**Prompt**
Reproduce the lines below, from the line with "Point out the shoreline" to the line with "[(122, 173), (72, 89), (75, 86)]", both included, and scale each answer coordinate by 0.4, rounding to whole numbers with halves going up. Leave every other number unchanged.

**Given records**
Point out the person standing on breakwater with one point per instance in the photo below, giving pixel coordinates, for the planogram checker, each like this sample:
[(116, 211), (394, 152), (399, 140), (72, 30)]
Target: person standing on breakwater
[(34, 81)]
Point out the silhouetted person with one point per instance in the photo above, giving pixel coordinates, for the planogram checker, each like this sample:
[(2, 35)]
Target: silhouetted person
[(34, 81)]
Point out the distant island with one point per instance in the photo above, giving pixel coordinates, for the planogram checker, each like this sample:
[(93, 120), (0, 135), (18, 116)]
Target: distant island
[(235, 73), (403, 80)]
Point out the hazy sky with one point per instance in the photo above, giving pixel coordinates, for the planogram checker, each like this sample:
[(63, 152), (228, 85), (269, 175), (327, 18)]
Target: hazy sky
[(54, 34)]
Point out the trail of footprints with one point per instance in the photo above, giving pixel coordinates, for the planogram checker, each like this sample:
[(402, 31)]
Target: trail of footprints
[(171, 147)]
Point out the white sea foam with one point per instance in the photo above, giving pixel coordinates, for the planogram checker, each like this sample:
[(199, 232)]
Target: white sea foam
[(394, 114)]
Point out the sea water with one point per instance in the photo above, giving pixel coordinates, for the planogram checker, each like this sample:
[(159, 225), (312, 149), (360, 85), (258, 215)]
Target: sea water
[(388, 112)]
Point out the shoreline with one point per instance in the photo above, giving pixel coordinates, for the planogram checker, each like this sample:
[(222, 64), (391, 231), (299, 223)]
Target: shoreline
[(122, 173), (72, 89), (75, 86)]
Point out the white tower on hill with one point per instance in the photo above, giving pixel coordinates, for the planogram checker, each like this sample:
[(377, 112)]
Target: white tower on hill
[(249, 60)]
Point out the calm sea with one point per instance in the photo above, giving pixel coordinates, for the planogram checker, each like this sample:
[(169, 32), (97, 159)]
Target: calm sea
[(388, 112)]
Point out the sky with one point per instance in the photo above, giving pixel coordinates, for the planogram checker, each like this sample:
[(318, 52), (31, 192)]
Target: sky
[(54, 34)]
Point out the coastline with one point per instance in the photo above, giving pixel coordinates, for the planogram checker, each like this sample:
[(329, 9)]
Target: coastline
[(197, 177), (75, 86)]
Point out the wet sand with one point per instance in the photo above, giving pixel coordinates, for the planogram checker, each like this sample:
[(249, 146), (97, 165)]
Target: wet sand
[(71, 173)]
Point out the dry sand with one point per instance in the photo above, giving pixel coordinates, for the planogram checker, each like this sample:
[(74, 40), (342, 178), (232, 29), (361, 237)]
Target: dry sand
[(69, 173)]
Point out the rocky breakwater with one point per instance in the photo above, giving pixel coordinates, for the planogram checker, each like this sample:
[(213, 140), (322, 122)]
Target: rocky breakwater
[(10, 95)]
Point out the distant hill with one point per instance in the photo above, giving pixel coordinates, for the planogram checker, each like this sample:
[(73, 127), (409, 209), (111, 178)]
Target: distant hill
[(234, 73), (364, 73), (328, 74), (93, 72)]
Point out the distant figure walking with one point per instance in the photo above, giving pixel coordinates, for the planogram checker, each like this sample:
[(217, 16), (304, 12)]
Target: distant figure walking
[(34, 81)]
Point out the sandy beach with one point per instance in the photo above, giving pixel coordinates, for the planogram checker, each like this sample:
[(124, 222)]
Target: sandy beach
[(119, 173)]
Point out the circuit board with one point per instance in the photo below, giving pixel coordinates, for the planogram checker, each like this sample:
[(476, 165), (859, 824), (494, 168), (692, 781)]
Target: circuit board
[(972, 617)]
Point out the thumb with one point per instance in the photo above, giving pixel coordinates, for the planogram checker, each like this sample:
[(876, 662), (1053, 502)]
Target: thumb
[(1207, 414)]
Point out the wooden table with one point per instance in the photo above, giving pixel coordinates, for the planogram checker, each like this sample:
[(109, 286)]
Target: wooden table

**Solution to this problem**
Point out the shoreline with one point per instance in the photo above, giving pixel coordinates, for the planogram checker, each like this sample:
[(222, 64), (391, 231), (299, 223)]
Target: shoreline
[(49, 69), (29, 36), (30, 34)]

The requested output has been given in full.